**** The data ****

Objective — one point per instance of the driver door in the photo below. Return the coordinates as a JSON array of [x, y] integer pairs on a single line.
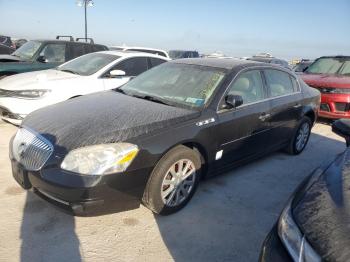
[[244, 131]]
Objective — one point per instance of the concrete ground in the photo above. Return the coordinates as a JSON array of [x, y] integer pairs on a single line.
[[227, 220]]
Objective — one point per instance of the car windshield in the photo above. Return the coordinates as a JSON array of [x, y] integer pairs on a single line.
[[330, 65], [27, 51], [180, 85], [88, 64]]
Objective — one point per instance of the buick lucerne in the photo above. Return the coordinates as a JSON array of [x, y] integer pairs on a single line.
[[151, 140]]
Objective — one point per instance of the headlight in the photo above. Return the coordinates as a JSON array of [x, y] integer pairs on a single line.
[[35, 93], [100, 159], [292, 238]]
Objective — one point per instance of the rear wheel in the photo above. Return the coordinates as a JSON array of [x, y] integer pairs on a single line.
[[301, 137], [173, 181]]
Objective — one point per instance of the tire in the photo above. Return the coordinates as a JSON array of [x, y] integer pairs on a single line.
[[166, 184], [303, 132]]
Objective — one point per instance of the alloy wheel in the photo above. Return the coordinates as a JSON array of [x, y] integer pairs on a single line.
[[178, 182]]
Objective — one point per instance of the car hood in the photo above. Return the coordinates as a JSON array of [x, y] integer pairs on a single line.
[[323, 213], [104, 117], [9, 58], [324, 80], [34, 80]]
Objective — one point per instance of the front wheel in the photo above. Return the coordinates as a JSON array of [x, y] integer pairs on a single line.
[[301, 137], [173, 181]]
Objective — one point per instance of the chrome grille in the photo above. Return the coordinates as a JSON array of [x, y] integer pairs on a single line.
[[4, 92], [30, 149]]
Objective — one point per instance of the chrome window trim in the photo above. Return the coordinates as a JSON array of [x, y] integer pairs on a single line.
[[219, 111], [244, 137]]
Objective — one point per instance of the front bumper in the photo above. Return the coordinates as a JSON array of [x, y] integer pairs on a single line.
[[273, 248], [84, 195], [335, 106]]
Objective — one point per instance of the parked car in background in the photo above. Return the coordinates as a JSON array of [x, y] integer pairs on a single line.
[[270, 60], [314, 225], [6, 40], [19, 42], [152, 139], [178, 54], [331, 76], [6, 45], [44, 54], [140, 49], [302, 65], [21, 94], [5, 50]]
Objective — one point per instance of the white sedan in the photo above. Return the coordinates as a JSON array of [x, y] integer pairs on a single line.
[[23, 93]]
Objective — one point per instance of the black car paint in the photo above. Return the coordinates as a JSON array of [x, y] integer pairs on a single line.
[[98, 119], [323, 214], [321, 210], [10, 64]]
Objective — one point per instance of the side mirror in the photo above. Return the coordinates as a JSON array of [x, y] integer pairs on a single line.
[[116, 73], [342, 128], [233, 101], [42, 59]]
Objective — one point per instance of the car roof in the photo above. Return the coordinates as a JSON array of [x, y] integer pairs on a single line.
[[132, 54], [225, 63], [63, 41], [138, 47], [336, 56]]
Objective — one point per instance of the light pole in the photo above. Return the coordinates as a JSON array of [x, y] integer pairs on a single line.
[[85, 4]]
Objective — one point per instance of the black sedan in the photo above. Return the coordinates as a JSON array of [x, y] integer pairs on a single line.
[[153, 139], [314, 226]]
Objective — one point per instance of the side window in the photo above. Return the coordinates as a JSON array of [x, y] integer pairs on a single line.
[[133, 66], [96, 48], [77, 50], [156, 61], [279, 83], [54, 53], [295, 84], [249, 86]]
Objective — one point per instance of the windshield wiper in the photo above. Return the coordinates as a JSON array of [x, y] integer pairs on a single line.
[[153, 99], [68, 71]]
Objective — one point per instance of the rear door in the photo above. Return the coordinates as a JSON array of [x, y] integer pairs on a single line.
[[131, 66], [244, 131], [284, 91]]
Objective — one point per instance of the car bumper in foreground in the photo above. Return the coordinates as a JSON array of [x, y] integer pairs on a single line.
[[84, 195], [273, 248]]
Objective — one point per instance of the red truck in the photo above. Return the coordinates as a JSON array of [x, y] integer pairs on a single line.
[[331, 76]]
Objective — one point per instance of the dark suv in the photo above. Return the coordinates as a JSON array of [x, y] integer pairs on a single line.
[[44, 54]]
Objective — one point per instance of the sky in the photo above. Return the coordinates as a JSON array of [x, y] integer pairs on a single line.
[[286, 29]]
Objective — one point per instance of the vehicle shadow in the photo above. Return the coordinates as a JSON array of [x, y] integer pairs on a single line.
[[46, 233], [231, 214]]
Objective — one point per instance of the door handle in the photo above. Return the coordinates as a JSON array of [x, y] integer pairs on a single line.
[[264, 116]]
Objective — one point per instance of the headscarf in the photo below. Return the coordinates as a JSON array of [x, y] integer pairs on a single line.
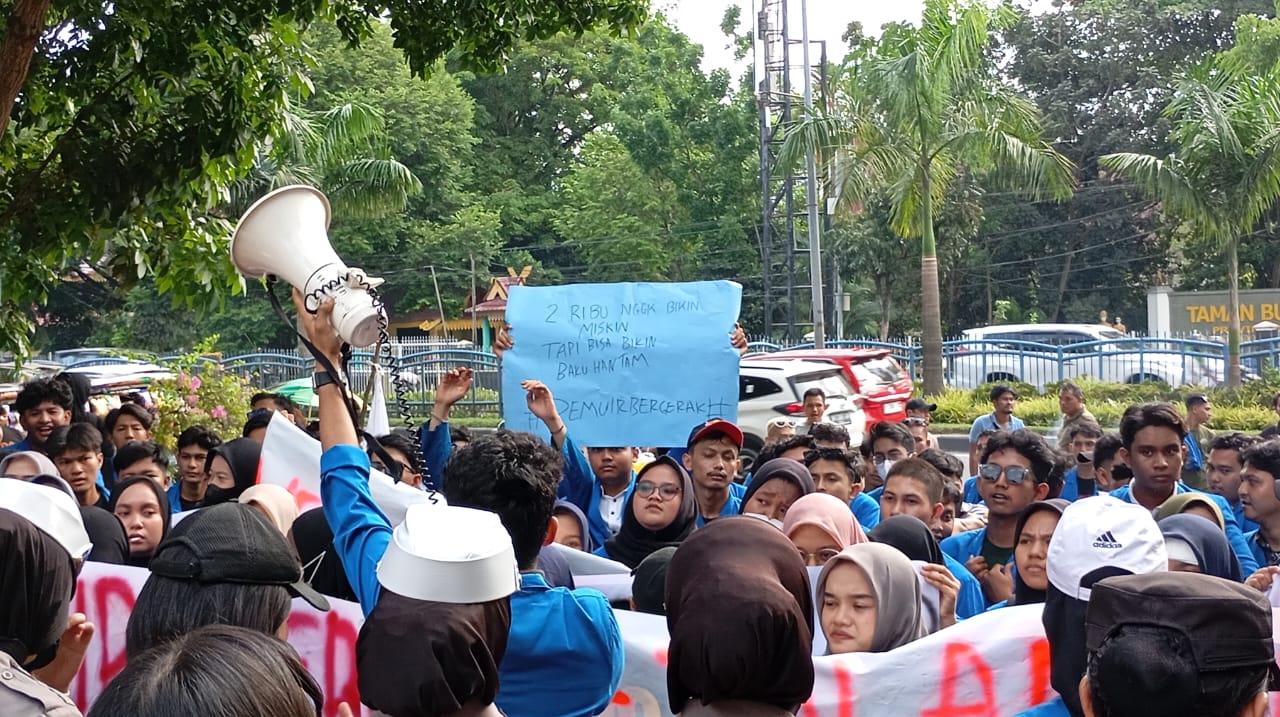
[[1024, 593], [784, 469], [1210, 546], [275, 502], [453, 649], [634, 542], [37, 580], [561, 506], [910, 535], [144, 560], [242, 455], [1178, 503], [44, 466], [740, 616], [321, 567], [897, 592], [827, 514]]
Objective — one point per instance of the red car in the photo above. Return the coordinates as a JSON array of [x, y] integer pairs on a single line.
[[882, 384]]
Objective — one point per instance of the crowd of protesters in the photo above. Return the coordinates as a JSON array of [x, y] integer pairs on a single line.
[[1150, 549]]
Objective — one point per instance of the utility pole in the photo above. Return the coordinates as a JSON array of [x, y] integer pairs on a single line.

****

None of the pictures belongs in the answer, but all the entries must be repeated exactly.

Objective — one point per instance of the driver door in the photo below. Return the coordinates as a JSON array of [x, y] integer pairs on a single line.
[[244, 131]]
Objective — one point per instance of the concrete ground in the photo above. Return the coordinates as a JSON array of [x, y] integer pairs on a single line.
[[227, 220]]
Objective — one point per instance of the car windshield in the photo above. Return the coordinates as a JSON array of [x, y] integer pairs on a single line.
[[330, 65], [27, 51], [180, 85], [88, 64]]
Objective — one point per instance of the buick lucerne in the photo above. Return the coordinates as a JSON array of [x, y] integer pairs on a single line.
[[151, 140]]
Objective — one point per instance of the headlight in the photo above. Return the coordinates as a JSON array of [x, y] integer pairs on a single line.
[[35, 93], [100, 159], [292, 238]]
Objective — one point per instance of the rear wheel in the photo above. Return the coordinates as a JSON array of [x, y] integer pairs on a single line.
[[301, 137], [173, 181]]
Objective — one point per instance of the tire in the photo above. Return the coordinates as a JSON array of [x, y] integer pairs on a single line.
[[166, 184], [303, 132]]
Objective — one point per instance of the alloy wheel in the photo above. Return the coordinates as a JSON array of [x, y] integer pairs on a single line.
[[178, 182]]
Objective — one point per instance of the car hood in the photo above. Return the coordinates as a JSON array of [x, y] integer pairs on a single line.
[[323, 213], [104, 117], [9, 58], [324, 80], [34, 80]]
Objective — one point per instance of the front wheel in the photo above. Return the coordinates as a JSON array of [x, y] integer pairs on a single line.
[[301, 137], [173, 181]]
Objective — one point per instance of the chrome grille in the photo above. Return the coordinates as a JSON array of [x, y] integer pairs on a single line.
[[4, 92], [30, 149]]
Objective — one point per instance of the chrome window trim in the photo above. Return the coordinates as a JSON array of [x, y] integer pairs on a single line.
[[219, 111], [244, 137]]
Objective — one point per instance of the front bumper in the photo above. Return the coordinates as a JSON array of [x, y] integer pairs on a single line.
[[273, 248], [84, 195], [335, 106]]
Objective — one point per instance of the parked car in background in the photo above. Return the coordinates as a JSON array of [x, y] integer pairs on a single line.
[[270, 60], [314, 225], [6, 40], [19, 42], [152, 139], [178, 54], [331, 76], [6, 45], [44, 54], [140, 49], [302, 65], [21, 94], [5, 50]]
Objective — one point per instance of the white sedan in the photo above. Return the coordinates as a JSON array of [x, y] integer pairs on a single line.
[[23, 93]]
Objective — one point per instance of the black car paint in the photo above. Return the coordinates as a JSON array of [x, y] integer pairs on a single line.
[[98, 119], [323, 214], [321, 210], [10, 64]]
Objective — one point per instance of the side mirror in the photo above. Return the coordinates as a JSON array of [x, y] integer pairs on a single line.
[[116, 73], [342, 128], [233, 101], [42, 59]]
Objective — one point per instance of the car roof in the photo above. Return the coordinates as a JSON array of [x, y] integer pairs on a single line.
[[132, 54], [225, 63], [63, 41], [138, 47], [336, 56]]
Objective — one point per instance of the light pole in the photo above. Return the coordinates as a JSON array of [x, y] integer pairs on a single line.
[[85, 4]]
Objective — one point per instance of the black sedan in the photo above. Return the coordinates as a JSON array of [x, y] integer pairs on a single line.
[[153, 139], [314, 226]]
Objective — one point per instance of the side window in the photo above. Return the coordinates as a JSON array of [x, y] integer pairs on a single line.
[[133, 66], [96, 48], [77, 50], [156, 61], [279, 83], [54, 53], [295, 84], [249, 86]]
Objective — one point per instance of the windshield wiper in the photo above. Return the coordinates as a JSON array of [x, y] integer pairs on a single line.
[[153, 99], [68, 71]]
Objective — one point per instance of the rear door in the photo above. Return the coordinates as a JSON array of [x, y] integer pairs on a single line.
[[131, 66], [244, 131], [284, 91]]
Objective — one point per instance of the car bumper in foreground in the photo above. Return the coordinates as a JSON array of [x, y] integer pairs on a single line.
[[84, 195], [273, 248]]
Objective — one point per instance of the red truck in the photo above. Return the coordinates as a JSON array of [x, y] integer pairs on a single line.
[[331, 76]]
Objective — one point per instance of the dark suv in the photo above. Return the coordinates as a JSON array of [x, y] integer pairs on a single line.
[[44, 54]]
Objective — one point per instance of the sky in the photo above. Return the coordinates as a JSON array of [x, y] integer pairs on a single line.
[[286, 29]]
Objective — one point per instance of the vehicle shadow in the photo above. Return the coordinates as a JSON array of [x, y] integer pairs on a single line.
[[46, 233], [231, 214]]
Objective — one point per instance of the door handle in the photo above. Return the coordinates as a JSON array of [x, y] integer pairs on a single line.
[[264, 116]]
Objective — one point per instance of the headscarf in the photo below. Return the coordinates as a JSON array of [x, y] integer pairs on a single line.
[[1024, 593], [784, 469], [1210, 546], [275, 502], [453, 649], [634, 542], [37, 580], [561, 506], [910, 535], [144, 560], [242, 455], [1178, 503], [44, 466], [740, 616], [321, 567], [897, 592], [827, 514]]
Objective — one point per instance of the red car in the photo above. Return the coordinates as a JSON array of [x, y] integer pairs on a single line.
[[882, 384]]
Objective — one point per instance of the crowd of protesters in the photo above. Return the coordinates as a JSON array of [x, y] integer pairs on a single line.
[[1150, 549]]
Objective — one point per instance of the utility pole in the photo above. Return the coordinates as a JSON array of [x, y] integer pairs on a single line.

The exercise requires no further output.